__WHAT IS EXPECTED__:
Pull out every line of the records below that contains the string "roof", and copy each one. Case counts.

(Records on finding named items)
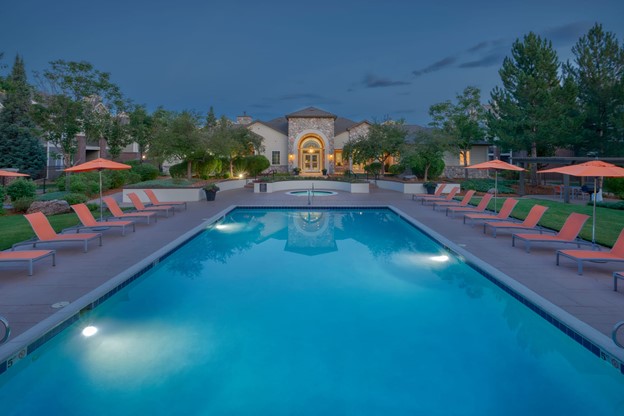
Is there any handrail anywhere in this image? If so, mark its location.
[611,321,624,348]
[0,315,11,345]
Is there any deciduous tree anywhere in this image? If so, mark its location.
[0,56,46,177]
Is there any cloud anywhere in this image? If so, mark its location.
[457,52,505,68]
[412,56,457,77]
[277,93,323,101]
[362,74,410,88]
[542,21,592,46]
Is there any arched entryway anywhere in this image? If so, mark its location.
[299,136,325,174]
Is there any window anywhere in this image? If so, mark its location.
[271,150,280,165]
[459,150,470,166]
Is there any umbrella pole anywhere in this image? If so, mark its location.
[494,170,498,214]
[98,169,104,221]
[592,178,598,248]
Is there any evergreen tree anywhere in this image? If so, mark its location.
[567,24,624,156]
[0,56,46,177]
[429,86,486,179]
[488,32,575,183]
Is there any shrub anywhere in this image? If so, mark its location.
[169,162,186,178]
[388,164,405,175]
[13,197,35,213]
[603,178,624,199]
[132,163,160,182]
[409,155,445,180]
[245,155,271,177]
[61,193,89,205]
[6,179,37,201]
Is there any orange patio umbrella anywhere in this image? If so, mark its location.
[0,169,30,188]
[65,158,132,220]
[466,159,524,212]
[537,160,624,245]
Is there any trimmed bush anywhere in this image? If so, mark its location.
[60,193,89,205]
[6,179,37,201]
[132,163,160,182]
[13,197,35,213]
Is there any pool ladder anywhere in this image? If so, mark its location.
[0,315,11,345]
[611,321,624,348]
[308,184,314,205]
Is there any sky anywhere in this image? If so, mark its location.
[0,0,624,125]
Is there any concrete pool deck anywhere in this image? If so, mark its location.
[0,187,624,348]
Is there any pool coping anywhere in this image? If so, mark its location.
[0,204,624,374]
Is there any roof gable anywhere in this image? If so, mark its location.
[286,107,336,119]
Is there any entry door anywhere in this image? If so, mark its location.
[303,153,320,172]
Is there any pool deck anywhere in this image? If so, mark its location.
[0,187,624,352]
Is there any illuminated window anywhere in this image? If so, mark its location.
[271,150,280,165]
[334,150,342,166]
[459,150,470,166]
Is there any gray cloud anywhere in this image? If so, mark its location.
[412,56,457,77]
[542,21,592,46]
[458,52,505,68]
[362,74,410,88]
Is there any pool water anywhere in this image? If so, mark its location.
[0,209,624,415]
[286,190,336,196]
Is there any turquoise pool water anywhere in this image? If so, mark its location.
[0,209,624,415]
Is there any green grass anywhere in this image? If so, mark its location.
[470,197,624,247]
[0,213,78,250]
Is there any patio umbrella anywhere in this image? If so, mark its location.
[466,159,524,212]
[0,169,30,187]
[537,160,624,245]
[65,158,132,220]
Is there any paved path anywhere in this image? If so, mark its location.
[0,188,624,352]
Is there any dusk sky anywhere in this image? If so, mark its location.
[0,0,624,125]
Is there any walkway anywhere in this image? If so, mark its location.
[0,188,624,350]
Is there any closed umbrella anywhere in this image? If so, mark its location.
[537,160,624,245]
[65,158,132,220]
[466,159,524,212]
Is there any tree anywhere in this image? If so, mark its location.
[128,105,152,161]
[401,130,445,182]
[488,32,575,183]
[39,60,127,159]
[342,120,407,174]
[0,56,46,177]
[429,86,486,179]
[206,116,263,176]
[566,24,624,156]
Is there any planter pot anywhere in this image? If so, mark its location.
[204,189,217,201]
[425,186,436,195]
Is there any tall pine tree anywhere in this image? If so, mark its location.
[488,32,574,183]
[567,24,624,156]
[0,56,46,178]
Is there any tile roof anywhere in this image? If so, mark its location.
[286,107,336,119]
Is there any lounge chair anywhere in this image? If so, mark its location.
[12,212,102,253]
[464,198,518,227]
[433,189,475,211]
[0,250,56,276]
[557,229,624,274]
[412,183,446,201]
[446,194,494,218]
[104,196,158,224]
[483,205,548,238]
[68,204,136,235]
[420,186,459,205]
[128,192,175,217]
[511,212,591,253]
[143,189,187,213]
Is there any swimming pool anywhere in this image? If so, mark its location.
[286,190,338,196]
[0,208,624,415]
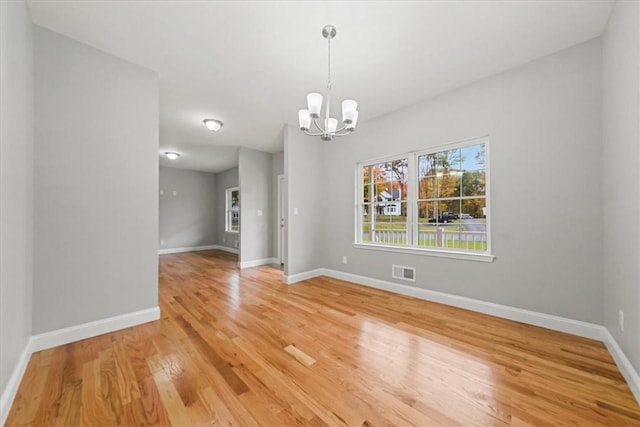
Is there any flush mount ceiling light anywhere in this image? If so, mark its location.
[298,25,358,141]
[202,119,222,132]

__TASK ANSWER__:
Is there any roof gable anywhere in this image? If so, mark its location.
Is there any tile roof anywhere in this image? If so, mark its location.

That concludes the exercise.